Your task is to copy each line of the records that includes the string "below".

(EXERCISE DATA Opens)

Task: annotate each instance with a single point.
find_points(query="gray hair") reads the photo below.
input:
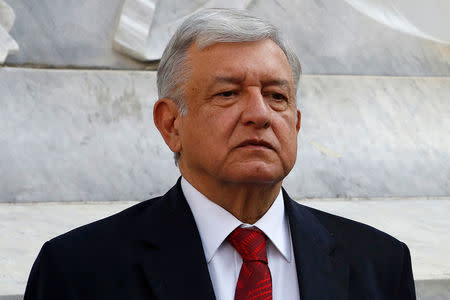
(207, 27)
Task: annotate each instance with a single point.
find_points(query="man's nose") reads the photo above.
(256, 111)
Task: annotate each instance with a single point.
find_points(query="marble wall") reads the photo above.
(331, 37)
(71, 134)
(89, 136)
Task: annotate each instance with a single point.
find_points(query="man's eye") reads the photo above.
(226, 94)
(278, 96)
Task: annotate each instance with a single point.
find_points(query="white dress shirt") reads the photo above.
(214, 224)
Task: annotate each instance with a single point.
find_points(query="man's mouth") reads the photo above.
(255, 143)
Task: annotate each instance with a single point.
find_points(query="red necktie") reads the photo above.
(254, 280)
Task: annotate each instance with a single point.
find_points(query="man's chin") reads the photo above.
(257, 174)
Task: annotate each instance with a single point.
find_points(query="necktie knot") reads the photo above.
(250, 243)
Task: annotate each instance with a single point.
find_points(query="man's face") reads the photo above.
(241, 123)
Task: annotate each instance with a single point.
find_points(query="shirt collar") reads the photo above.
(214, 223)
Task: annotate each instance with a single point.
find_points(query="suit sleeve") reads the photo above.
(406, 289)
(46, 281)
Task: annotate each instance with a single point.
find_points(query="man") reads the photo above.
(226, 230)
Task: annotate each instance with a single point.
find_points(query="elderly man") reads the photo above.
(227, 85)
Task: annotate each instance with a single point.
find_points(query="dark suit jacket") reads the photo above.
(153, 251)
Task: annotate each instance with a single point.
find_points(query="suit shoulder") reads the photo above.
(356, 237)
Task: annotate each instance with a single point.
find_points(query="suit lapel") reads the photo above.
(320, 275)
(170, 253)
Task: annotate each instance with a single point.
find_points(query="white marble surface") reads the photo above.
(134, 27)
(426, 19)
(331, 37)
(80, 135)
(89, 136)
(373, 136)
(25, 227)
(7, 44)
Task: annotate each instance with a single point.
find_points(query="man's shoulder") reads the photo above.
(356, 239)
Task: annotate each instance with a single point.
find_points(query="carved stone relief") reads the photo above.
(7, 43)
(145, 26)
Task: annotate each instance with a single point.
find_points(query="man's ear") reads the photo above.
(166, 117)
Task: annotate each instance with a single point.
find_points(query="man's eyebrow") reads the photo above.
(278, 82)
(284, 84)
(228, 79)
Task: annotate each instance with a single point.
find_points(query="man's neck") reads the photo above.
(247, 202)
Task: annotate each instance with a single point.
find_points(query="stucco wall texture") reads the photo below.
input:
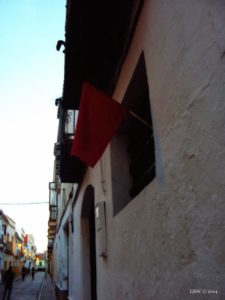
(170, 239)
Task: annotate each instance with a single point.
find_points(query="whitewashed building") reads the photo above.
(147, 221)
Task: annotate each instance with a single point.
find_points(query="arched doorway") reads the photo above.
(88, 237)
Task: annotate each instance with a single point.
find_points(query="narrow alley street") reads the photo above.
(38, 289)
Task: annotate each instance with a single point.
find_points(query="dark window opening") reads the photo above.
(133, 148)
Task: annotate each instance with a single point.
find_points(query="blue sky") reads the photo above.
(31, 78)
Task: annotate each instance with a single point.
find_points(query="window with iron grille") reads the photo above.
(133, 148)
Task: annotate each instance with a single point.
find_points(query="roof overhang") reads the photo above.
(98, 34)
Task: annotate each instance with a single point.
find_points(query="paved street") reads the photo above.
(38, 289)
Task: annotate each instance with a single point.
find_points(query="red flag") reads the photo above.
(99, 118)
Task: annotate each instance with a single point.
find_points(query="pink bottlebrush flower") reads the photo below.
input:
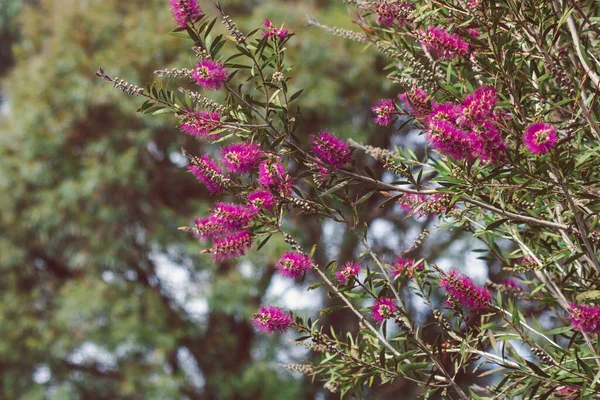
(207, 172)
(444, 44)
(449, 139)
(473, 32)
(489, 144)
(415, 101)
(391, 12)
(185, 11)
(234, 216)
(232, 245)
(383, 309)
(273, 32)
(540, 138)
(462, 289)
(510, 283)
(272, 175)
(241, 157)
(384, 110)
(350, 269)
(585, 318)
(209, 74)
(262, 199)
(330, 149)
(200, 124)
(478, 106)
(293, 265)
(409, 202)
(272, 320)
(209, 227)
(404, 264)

(EXERCISE DATA Closes)
(EXERCISE DATA Opens)

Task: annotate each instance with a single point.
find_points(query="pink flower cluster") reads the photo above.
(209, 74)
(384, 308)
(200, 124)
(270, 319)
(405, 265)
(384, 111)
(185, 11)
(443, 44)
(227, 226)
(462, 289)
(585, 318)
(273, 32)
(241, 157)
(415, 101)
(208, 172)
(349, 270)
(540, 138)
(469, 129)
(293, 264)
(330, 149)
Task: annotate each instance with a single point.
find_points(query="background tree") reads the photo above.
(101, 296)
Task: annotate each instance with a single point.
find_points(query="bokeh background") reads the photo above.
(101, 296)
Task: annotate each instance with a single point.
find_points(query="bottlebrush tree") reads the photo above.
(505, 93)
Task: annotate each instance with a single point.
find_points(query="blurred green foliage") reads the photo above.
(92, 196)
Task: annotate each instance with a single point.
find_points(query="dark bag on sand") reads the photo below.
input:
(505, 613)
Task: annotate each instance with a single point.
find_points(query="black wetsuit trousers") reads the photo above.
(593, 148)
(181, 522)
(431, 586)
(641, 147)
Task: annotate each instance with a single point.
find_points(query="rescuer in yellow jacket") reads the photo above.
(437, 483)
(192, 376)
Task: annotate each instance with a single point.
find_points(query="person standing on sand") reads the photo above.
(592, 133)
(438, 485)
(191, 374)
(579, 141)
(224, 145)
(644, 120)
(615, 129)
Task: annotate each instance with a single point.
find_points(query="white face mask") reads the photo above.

(EXERCISE DATA Closes)
(EXERCISE DATA Opens)

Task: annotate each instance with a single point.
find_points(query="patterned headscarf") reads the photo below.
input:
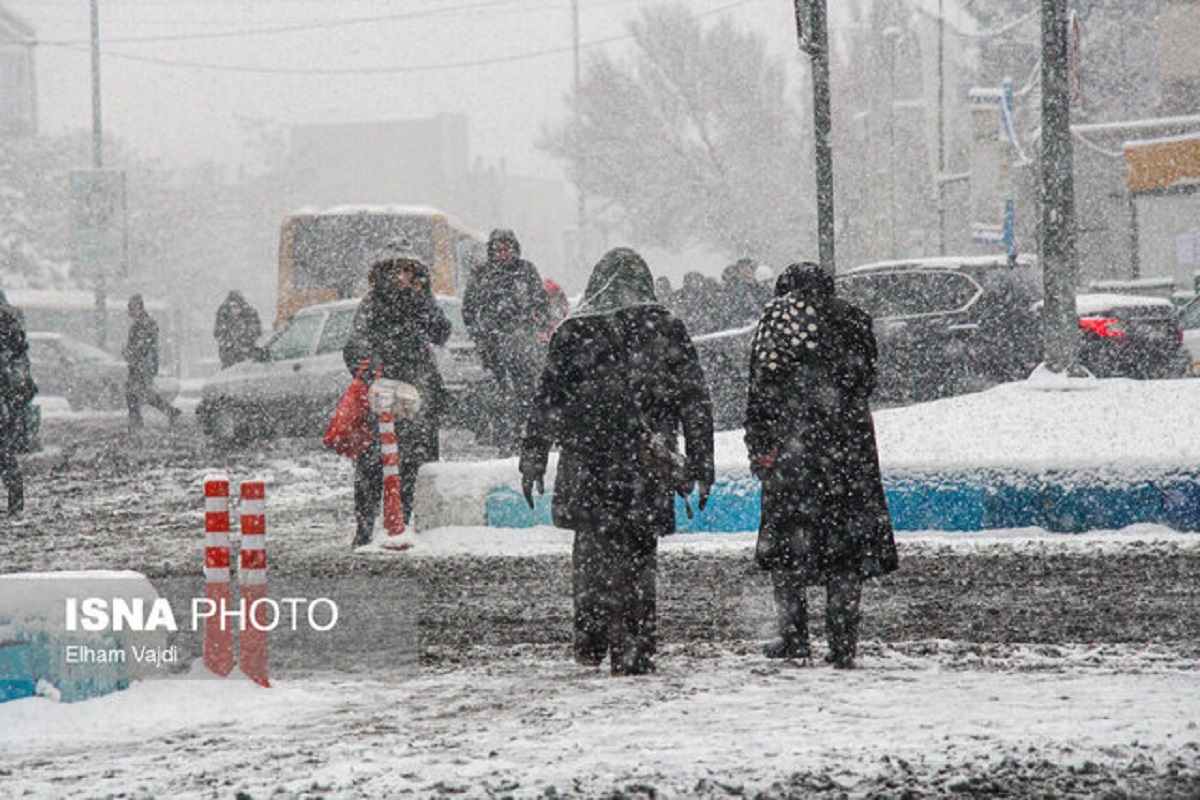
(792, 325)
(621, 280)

(EXERCISE DATA Closes)

▸ **SOLUTION FOR THIS EXERCISE**
find_points(query="gray hair") reads the photo below.
find_points(query="stucco wall texture") reads the photo below.
find_points(query="pink bottlebrush flower") reads the photo below.
find_points(query="dark bag on sand") reads the photo below.
find_points(query="patterned headscarf") reads the photo below.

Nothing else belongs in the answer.